» **Work to do**: List every line of the rows below that contains the word "street", copying each one in full.
##### Information given
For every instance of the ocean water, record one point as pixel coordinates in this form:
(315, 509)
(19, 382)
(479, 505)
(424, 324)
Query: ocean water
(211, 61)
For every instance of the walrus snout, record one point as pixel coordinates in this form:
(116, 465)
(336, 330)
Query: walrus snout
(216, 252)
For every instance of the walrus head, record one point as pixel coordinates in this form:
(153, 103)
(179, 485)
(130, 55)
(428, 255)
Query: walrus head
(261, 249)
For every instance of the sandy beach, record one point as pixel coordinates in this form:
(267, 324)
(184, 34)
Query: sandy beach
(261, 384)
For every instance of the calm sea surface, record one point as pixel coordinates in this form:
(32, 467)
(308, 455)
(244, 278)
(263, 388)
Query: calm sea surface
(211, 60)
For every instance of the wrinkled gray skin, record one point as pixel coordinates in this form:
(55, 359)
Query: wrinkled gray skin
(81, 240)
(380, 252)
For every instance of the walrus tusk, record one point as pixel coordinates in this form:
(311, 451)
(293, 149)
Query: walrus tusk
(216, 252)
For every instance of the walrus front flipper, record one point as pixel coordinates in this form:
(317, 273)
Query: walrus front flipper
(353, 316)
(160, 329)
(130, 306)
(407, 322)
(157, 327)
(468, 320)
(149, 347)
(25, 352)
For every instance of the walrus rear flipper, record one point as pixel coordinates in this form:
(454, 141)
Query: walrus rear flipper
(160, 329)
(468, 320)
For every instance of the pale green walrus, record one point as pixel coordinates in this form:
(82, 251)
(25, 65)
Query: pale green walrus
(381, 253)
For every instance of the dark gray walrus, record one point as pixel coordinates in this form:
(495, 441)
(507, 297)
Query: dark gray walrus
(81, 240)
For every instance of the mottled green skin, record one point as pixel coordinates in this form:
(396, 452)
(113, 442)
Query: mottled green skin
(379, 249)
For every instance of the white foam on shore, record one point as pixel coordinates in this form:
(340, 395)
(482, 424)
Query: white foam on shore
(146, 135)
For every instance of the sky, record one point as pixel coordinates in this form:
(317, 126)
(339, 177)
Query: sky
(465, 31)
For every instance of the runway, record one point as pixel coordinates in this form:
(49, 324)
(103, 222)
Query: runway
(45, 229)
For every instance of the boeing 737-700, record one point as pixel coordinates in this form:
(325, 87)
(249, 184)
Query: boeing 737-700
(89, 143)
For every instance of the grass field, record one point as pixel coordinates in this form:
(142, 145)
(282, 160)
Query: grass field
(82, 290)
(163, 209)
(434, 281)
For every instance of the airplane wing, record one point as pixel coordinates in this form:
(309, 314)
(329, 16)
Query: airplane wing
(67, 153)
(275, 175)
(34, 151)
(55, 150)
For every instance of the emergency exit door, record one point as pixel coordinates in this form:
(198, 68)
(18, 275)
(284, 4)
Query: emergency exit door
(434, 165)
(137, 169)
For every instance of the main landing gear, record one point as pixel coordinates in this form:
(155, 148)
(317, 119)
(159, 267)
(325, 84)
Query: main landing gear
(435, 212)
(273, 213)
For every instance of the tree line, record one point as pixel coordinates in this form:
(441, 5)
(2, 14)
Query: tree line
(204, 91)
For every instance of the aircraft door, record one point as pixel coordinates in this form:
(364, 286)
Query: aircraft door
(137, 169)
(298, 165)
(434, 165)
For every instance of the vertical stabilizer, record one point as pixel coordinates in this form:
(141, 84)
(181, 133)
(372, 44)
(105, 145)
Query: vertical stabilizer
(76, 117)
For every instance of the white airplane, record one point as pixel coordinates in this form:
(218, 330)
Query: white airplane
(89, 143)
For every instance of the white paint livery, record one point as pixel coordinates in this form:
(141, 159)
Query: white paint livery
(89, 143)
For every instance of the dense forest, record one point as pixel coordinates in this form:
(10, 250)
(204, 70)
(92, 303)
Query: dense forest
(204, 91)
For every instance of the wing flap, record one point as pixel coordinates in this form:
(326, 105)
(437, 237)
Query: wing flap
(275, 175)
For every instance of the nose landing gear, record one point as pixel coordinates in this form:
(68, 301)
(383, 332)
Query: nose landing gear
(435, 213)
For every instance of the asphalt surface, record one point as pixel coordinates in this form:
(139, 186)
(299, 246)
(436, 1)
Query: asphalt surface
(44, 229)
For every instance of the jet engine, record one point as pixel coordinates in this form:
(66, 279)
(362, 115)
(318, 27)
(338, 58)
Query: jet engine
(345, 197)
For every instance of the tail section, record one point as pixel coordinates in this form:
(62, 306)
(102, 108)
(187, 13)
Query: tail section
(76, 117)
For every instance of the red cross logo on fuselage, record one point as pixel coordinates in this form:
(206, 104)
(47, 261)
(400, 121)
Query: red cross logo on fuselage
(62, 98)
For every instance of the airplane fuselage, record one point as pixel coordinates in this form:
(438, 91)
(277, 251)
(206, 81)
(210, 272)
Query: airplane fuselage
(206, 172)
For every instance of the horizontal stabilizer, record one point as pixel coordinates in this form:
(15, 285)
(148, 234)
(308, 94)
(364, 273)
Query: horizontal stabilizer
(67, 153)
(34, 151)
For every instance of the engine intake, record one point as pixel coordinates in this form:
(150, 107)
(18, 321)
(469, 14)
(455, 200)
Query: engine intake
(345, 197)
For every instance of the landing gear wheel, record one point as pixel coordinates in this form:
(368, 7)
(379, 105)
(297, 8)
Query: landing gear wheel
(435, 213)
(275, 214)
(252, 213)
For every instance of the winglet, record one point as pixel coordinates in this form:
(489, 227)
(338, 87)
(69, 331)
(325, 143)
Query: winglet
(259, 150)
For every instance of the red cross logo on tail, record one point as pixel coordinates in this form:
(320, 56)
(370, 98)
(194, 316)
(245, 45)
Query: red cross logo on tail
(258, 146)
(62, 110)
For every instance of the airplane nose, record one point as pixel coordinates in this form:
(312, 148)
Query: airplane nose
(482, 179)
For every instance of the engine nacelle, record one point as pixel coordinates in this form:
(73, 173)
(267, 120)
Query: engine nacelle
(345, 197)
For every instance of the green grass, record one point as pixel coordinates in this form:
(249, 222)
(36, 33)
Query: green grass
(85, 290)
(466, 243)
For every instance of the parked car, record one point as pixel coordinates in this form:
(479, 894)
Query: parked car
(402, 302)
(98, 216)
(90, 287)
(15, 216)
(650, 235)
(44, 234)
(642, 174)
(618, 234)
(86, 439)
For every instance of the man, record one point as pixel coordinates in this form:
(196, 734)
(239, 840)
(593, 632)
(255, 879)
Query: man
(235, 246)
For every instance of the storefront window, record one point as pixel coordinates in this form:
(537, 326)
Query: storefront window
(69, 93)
##########
##### Information given
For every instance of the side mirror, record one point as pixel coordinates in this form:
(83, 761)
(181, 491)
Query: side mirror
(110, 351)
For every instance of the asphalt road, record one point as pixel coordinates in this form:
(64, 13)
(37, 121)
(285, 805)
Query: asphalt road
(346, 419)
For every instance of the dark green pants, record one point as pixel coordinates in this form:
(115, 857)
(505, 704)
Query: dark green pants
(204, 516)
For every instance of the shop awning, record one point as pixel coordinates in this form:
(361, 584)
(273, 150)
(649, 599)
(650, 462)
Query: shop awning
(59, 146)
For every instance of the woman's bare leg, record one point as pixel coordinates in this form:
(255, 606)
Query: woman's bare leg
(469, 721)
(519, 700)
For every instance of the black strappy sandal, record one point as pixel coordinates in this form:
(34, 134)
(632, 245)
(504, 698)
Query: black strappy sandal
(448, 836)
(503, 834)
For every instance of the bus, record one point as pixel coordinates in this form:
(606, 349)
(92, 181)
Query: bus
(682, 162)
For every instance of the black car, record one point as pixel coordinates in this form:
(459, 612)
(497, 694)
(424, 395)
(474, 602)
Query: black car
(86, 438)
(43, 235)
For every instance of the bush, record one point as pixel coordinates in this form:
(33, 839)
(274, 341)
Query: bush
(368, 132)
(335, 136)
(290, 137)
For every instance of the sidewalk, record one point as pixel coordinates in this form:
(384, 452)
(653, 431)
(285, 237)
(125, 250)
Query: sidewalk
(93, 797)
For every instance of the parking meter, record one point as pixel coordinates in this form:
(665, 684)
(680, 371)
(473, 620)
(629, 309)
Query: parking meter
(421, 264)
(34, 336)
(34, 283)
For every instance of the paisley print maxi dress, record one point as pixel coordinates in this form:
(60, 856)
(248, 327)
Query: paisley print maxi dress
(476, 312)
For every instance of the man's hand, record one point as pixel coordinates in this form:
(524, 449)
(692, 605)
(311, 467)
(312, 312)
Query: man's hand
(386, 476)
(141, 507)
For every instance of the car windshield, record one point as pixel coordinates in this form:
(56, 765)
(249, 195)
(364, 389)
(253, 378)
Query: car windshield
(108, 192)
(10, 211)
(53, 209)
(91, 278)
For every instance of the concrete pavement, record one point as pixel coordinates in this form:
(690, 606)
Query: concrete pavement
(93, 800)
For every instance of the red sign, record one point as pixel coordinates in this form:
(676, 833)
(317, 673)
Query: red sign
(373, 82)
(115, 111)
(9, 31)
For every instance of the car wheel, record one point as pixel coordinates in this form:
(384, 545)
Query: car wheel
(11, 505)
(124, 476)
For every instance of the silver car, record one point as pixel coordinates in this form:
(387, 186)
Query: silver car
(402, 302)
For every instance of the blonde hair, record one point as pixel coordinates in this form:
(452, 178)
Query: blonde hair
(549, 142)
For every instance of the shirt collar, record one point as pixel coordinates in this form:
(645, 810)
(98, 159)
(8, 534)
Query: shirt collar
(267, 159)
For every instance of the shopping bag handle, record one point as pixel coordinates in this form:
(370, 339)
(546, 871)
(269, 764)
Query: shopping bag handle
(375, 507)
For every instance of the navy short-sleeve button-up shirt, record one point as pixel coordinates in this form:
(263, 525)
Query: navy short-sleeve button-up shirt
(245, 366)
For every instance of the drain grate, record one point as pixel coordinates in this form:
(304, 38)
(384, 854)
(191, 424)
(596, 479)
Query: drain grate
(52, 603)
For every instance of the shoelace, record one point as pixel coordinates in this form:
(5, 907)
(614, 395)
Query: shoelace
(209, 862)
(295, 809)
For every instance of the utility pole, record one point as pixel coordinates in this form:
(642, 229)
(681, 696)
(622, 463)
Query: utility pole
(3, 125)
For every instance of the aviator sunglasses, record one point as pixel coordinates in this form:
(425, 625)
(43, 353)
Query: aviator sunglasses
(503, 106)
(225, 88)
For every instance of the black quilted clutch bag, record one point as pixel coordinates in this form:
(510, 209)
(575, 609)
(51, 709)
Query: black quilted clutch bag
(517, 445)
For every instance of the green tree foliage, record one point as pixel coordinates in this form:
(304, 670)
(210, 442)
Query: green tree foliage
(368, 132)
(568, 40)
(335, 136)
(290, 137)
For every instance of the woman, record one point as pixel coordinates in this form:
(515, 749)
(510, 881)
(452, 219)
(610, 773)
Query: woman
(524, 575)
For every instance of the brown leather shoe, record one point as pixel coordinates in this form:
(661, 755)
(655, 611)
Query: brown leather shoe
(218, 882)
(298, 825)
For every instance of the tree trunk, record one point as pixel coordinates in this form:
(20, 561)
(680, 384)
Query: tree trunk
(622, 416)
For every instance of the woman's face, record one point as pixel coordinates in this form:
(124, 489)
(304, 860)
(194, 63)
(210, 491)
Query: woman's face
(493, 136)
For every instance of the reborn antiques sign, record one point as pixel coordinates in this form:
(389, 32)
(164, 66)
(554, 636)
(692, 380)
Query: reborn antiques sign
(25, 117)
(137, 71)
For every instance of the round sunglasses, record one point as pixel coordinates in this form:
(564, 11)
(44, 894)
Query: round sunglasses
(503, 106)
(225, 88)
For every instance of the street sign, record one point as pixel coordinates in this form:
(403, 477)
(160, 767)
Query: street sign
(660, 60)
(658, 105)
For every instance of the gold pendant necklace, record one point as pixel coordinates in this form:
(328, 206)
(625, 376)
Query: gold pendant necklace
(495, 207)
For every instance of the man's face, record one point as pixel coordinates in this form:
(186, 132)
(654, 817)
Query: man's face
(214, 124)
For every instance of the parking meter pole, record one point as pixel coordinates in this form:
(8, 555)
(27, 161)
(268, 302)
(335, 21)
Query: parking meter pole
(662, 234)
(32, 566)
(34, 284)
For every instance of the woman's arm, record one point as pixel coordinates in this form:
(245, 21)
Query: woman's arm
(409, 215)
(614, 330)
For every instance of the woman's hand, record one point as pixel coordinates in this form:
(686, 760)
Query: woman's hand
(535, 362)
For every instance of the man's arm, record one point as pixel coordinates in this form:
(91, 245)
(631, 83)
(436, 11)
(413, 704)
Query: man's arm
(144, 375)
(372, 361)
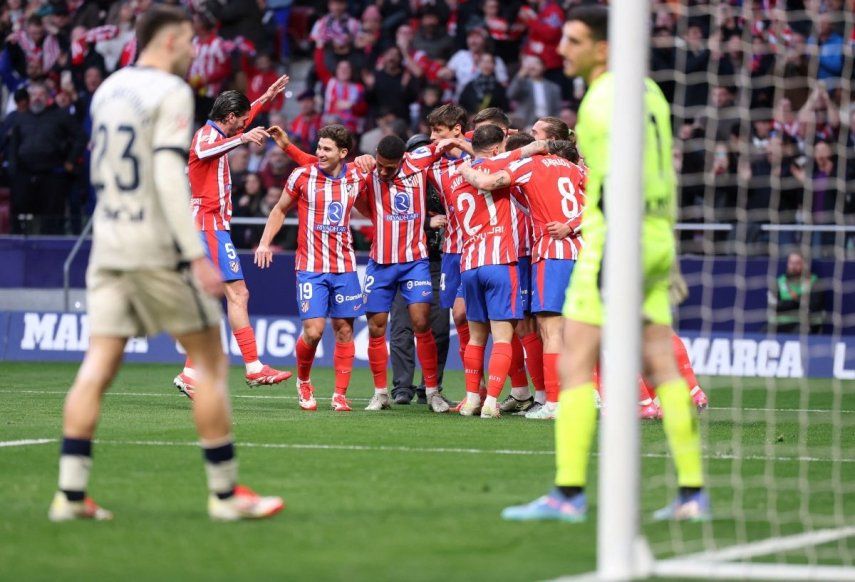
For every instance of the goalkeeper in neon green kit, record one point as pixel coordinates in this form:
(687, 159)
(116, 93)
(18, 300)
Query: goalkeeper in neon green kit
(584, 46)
##########
##### Information given
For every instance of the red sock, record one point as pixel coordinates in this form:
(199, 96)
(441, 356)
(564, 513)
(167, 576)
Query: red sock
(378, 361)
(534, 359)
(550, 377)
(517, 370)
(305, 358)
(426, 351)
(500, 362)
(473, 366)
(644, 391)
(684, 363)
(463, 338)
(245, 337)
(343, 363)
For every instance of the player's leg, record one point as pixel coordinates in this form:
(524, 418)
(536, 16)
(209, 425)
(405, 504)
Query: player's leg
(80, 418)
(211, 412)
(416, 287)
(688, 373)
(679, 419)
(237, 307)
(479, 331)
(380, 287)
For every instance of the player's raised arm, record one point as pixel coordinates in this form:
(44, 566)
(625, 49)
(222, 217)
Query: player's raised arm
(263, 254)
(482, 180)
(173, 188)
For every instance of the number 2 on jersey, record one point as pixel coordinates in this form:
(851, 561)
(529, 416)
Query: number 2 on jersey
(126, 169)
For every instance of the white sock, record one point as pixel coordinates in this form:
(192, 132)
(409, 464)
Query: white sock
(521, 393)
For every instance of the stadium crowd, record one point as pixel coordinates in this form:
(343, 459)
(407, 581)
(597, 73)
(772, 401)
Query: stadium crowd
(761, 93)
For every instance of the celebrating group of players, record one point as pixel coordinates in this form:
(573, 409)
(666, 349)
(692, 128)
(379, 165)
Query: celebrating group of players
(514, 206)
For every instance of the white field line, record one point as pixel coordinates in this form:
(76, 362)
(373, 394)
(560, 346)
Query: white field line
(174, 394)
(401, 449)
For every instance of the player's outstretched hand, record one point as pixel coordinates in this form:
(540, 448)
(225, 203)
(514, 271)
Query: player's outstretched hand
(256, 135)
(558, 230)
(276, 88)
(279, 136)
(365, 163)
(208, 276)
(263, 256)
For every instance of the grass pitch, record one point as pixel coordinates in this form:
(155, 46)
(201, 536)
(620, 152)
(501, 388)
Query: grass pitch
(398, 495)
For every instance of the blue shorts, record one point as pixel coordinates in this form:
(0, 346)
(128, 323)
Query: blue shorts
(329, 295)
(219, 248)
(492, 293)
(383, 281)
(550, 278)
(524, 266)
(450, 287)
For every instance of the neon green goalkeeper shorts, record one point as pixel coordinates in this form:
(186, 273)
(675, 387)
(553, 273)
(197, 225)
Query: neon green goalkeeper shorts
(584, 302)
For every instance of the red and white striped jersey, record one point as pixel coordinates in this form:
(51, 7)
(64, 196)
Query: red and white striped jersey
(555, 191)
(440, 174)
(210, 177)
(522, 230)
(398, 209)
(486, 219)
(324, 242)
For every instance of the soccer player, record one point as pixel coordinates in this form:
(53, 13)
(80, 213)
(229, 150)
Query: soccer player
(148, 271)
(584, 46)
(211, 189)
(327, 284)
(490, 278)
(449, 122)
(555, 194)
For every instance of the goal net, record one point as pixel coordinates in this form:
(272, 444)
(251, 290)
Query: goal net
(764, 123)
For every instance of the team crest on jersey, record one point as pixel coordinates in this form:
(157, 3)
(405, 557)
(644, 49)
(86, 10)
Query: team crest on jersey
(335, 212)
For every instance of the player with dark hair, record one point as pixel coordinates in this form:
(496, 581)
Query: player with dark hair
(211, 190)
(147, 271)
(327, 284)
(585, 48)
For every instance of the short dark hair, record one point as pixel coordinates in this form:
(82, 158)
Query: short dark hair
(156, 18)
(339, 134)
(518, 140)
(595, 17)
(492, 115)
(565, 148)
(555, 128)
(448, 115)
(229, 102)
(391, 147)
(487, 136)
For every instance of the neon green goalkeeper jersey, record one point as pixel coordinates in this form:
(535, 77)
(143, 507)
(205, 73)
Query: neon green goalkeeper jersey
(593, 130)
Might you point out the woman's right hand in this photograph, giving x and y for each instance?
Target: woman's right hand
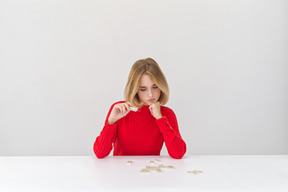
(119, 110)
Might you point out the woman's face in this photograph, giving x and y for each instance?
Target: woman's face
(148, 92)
##########
» **The solution**:
For every instance of the street sign, record one point as pixel coordinates in this form:
Query: street sign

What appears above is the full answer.